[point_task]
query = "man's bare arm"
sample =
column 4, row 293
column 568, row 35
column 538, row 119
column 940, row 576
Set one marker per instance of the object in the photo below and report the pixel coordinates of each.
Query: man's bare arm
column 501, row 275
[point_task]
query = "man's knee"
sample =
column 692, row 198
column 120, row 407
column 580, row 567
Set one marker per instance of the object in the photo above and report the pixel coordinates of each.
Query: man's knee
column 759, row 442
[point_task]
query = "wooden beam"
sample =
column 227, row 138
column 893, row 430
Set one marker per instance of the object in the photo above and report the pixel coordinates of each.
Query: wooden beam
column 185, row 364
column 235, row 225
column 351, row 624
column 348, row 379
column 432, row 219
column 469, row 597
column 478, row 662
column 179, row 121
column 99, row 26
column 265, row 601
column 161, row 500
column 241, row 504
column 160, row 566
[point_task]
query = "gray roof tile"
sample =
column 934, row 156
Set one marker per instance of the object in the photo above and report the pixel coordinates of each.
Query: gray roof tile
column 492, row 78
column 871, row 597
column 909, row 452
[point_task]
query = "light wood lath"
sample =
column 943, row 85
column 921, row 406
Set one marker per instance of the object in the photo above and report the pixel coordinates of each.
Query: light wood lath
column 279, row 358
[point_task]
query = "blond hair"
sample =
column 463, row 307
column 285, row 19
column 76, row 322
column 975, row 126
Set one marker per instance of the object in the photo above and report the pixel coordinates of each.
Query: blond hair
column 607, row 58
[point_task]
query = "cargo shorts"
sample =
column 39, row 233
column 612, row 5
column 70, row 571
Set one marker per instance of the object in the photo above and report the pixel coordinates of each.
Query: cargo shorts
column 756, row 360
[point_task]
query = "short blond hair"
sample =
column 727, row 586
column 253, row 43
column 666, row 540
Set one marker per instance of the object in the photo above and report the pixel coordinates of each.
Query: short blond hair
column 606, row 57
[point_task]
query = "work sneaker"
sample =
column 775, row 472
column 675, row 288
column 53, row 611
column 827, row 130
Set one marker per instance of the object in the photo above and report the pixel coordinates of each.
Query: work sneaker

****************************************

:: Task instructions ::
Write out all of the records above again, switching "marker" to "pin" wherever it occurs and keeping every other line and character the same.

:: Finished exercise ::
[point_task]
query = "man's bare arm"
sample =
column 4, row 293
column 568, row 35
column 538, row 119
column 940, row 576
Set one pin per instance of the object in the photo below and report the pixel coordinates of each.
Query: man's bare arm
column 501, row 275
[point_task]
query = "man's knee"
sample =
column 692, row 198
column 120, row 407
column 580, row 567
Set one pin per instance of the object in the photo above and report the pixel coordinates of each.
Query: man's knee
column 759, row 442
[point_task]
query = "wooden beam"
sample =
column 227, row 138
column 893, row 430
Set one pin per instance of the object in the photo above and report the pixel coordinates of each.
Query: wooden beam
column 185, row 364
column 235, row 225
column 351, row 624
column 348, row 379
column 432, row 219
column 469, row 597
column 478, row 662
column 179, row 121
column 99, row 26
column 265, row 601
column 161, row 500
column 241, row 504
column 160, row 566
[point_task]
query = "gray roof tile"
sample =
column 934, row 156
Set one pin per instance of the object in the photo above and report the pixel coordinates of each.
Query: gray roof tile
column 492, row 78
column 871, row 597
column 909, row 452
[point_task]
query = "light wood lath"
sample =
column 943, row 85
column 921, row 406
Set one pin per instance of the object in the photo above and report the pixel coordinates of each.
Query: light wood lath
column 279, row 358
[point_task]
query = "blond hair"
sample =
column 463, row 307
column 285, row 19
column 76, row 322
column 975, row 126
Set one pin per instance of the object in the photo above and report the pixel coordinates of each.
Query: blond hair
column 607, row 58
[point_task]
query = "cargo shorts"
sample =
column 39, row 233
column 612, row 5
column 70, row 571
Set one pin per instance of the object in the photo above and report the pixel coordinates of each.
Query: cargo shorts
column 756, row 360
[point_task]
query = "short blond hair"
sample =
column 727, row 586
column 253, row 43
column 666, row 540
Set one pin per instance of the object in the photo above and report the pixel coordinates of each.
Query: short blond hair
column 606, row 57
[point_task]
query = "work sneaker"
sample =
column 775, row 472
column 675, row 288
column 53, row 611
column 827, row 130
Set one pin per instance of the object in the photo above and report the pixel coordinates of each.
Query: work sneaker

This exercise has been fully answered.